■ **Problem requirements**
Nothing but the text of the records belongs in your answer: repeat all of it exactly and leave out the images.

■ **Referring expression pointing data**
================

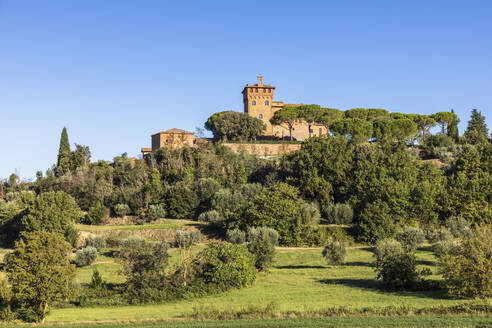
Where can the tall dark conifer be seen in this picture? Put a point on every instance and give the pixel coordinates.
(476, 130)
(64, 155)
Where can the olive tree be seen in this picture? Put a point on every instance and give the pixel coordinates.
(40, 272)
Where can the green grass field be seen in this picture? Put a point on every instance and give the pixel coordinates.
(164, 224)
(299, 281)
(399, 321)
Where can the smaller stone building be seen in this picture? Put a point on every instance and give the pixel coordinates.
(173, 138)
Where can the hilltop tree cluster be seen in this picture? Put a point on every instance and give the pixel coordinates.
(375, 172)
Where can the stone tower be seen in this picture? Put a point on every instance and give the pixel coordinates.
(258, 101)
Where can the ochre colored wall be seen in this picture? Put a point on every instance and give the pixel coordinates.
(263, 150)
(171, 140)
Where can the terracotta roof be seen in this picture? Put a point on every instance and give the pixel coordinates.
(174, 131)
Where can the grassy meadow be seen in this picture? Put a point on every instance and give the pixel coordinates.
(299, 282)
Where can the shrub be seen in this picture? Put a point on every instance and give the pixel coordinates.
(182, 201)
(36, 287)
(230, 206)
(143, 265)
(53, 212)
(113, 239)
(442, 247)
(212, 217)
(467, 270)
(6, 313)
(278, 207)
(269, 233)
(97, 281)
(186, 239)
(95, 214)
(385, 248)
(376, 222)
(459, 227)
(85, 256)
(236, 236)
(96, 241)
(309, 213)
(410, 238)
(339, 213)
(261, 243)
(228, 266)
(122, 210)
(156, 212)
(398, 271)
(334, 252)
(434, 236)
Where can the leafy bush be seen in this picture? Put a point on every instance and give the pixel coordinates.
(278, 207)
(182, 201)
(97, 281)
(442, 247)
(230, 205)
(113, 239)
(319, 235)
(398, 271)
(212, 217)
(467, 270)
(269, 233)
(156, 212)
(236, 236)
(6, 313)
(334, 252)
(261, 243)
(53, 212)
(385, 248)
(85, 256)
(228, 266)
(122, 210)
(410, 238)
(95, 241)
(339, 213)
(309, 213)
(186, 239)
(442, 234)
(36, 287)
(95, 214)
(143, 264)
(459, 227)
(376, 222)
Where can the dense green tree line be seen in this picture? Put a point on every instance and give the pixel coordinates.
(368, 164)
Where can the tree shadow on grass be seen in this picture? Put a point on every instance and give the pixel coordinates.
(426, 262)
(366, 264)
(375, 285)
(367, 284)
(300, 267)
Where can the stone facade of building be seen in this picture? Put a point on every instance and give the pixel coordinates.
(258, 102)
(173, 138)
(264, 150)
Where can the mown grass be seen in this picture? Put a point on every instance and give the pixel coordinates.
(399, 321)
(299, 281)
(167, 224)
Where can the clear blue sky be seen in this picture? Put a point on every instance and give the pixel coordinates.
(114, 72)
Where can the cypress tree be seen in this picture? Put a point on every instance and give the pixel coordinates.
(453, 128)
(64, 154)
(476, 130)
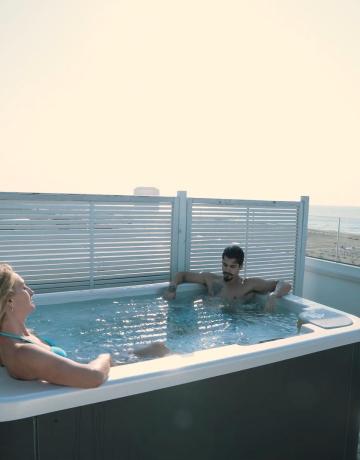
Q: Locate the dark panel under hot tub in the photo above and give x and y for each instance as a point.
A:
(302, 408)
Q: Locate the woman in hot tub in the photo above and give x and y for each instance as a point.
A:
(28, 357)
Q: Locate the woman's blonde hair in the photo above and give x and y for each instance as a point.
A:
(7, 281)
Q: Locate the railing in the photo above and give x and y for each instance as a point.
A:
(64, 242)
(333, 238)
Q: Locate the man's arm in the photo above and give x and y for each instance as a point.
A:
(204, 278)
(276, 289)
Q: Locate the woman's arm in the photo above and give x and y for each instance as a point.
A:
(30, 362)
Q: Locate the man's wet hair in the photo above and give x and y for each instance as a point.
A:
(234, 252)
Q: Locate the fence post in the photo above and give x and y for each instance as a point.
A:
(91, 245)
(338, 239)
(178, 255)
(301, 245)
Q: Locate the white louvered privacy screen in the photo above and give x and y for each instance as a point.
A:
(65, 242)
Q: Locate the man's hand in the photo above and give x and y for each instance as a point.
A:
(270, 303)
(170, 292)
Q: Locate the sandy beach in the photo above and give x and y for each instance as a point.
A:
(324, 245)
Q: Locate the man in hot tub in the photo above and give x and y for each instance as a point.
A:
(231, 286)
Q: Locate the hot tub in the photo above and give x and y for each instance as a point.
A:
(292, 398)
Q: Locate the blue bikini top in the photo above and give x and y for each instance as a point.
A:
(57, 350)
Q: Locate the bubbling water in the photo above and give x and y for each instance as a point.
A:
(185, 325)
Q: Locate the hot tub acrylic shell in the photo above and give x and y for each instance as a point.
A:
(291, 398)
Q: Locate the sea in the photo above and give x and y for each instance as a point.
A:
(330, 217)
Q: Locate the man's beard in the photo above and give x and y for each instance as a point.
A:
(227, 277)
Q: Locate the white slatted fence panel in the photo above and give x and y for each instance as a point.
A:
(47, 242)
(132, 240)
(267, 231)
(65, 242)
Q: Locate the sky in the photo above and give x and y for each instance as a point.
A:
(256, 99)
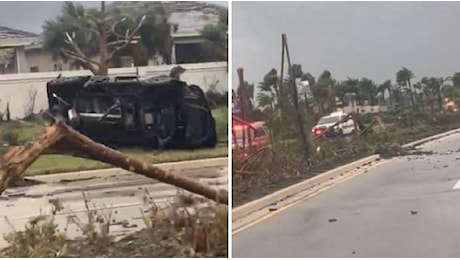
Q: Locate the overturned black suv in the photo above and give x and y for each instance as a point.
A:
(155, 112)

================

■ **Response to the task**
Where can the tall dark conifer be seen in this picture? Put a point on every instance and give the pixel coordinates.
(476, 130)
(64, 155)
Where can the olive tree be seen in this picture? Put a point on every instance and give the pixel coordinates.
(40, 272)
Where can the green grass field be seen in this picture? Put a point on every instance and give the pixel coordinates.
(164, 224)
(299, 281)
(399, 321)
Where can the smaller stone building be seen in this picture? Put a point on every instance and give the pixel coordinates.
(173, 138)
Where can the hilltop tree cluster be seen in this picture? Put a point on every instance and give the pixel coordinates.
(375, 172)
Where can the stone tower be seen in this picture? Put a point on every instance and give the pixel coordinates.
(258, 101)
Where can the ochre colored wall be seen in this picture? Put a point on every instance and give the pixel coordinates.
(263, 150)
(171, 140)
Where can the terracotta roof be seen in this picture? Put a point on every instance and give the pixel coordinates.
(174, 131)
Where can the grassy meadow be seen in this picture? Put a point on every instance and give the pixel coordinates.
(299, 282)
Where can the shrub be seen in this picture? Put a point on every instance and give the pixel coordinates.
(182, 201)
(36, 287)
(230, 206)
(143, 265)
(53, 212)
(113, 239)
(442, 247)
(212, 217)
(467, 270)
(6, 313)
(278, 207)
(269, 233)
(97, 281)
(186, 239)
(95, 214)
(385, 248)
(376, 222)
(459, 227)
(85, 256)
(236, 236)
(96, 241)
(309, 213)
(410, 238)
(339, 213)
(261, 243)
(228, 266)
(122, 210)
(156, 212)
(398, 271)
(334, 252)
(434, 236)
Where can the leafy bush be seen in this picture? Put a point on every instance and give the pixel coordinates.
(278, 207)
(182, 201)
(97, 281)
(442, 247)
(230, 205)
(113, 239)
(319, 235)
(398, 271)
(212, 217)
(467, 270)
(269, 233)
(156, 212)
(236, 236)
(6, 313)
(334, 252)
(261, 243)
(53, 212)
(385, 248)
(85, 256)
(228, 266)
(122, 210)
(410, 238)
(95, 241)
(339, 213)
(309, 213)
(186, 239)
(442, 234)
(36, 287)
(95, 214)
(143, 264)
(459, 227)
(376, 222)
Where can the dense green tree line be seen in this picture? Put a point on every instance and give the pixel coordinates.
(368, 164)
Where can the tree shadow on grass be seen in this picture? Put a point on every instance and give the pixel coordinates.
(426, 262)
(366, 264)
(375, 285)
(367, 284)
(300, 267)
Where can the stone facade of building be seen in this picture? Put a point on every instance and give the pixel coordinates.
(258, 102)
(173, 138)
(264, 150)
Where can the mown grass be seen in this picture? Put a point on every instance and give the pixel coordinates.
(399, 321)
(299, 281)
(167, 224)
Where can the clear blue sky be seen in this picture? Put a point on every instance and give the pixel coordinates.
(114, 72)
Where can the cypress tree be seen in this picture? Put a point on every instance and give the pixel coordinates.
(453, 128)
(64, 154)
(476, 130)
Q: Locate the dark panel under hot tub in the photo above and give x and y for each instance as a point.
A:
(302, 408)
Q: Locate the woman in hot tub in the photo above and give x and y for each instance as a point.
A:
(28, 357)
Q: Locate the woman's blonde hair in the photo above and give x and y for each instance as a point.
A:
(7, 281)
Q: Locate the railing in the photo above and give x and y for each instance as a point.
A:
(64, 242)
(333, 238)
Q: Locate the man's arm in the photo above and give x and y for each instance as a point.
A:
(204, 278)
(276, 289)
Q: Locate the woman's arm in the photo above and give x and y for each instance as a point.
A:
(30, 362)
Q: Locate the man's wet hair in the photo above and give x and y for each instance as a point.
A:
(234, 252)
Q: Locate the fence post in the photo above and give x and y for each instance as a point.
A:
(91, 245)
(338, 239)
(178, 255)
(301, 245)
Q: Locate the white louvered privacy screen in the photo above and give x and y for each instance as a point.
A:
(65, 242)
Q: Locate the man's hand in the photo above and give x and y for each instance as a point.
A:
(270, 303)
(170, 292)
Q: Locate the sandy beach in the photo above and give x and y for each instance as a point.
A:
(324, 245)
Q: Locate the man in hot tub in the photo above and give x and y for each instance as a point.
A:
(231, 286)
Q: Locate the hot tub in the photo above and give x and y for each instance as a point.
A:
(292, 398)
Q: Locate the blue bikini top in the photo above and give x and y for each instance as a point.
A:
(57, 350)
Q: Locate the bubbling water in the photo above and give x and y for each instance as a point.
A:
(185, 325)
Q: Locate the hot tub acrylic shell in the photo above and give x and y for each instance as a point.
A:
(291, 398)
Q: Locate the sea in the photo above and give x and y for each instance as a point.
A:
(330, 217)
Q: Locate the man's beard in the photo above and give x and y for each instance as a point.
A:
(227, 277)
Q: Locate the white slatted fence panel in the photo above and give x and y for each instance as a point.
A:
(47, 242)
(132, 240)
(267, 231)
(65, 242)
Q: Locate the sky in the photo above and give x and y for each instance as a point.
A:
(256, 99)
Q: Locate the overturned black suv in the photo above and give x and y for each instance as a point.
A:
(155, 112)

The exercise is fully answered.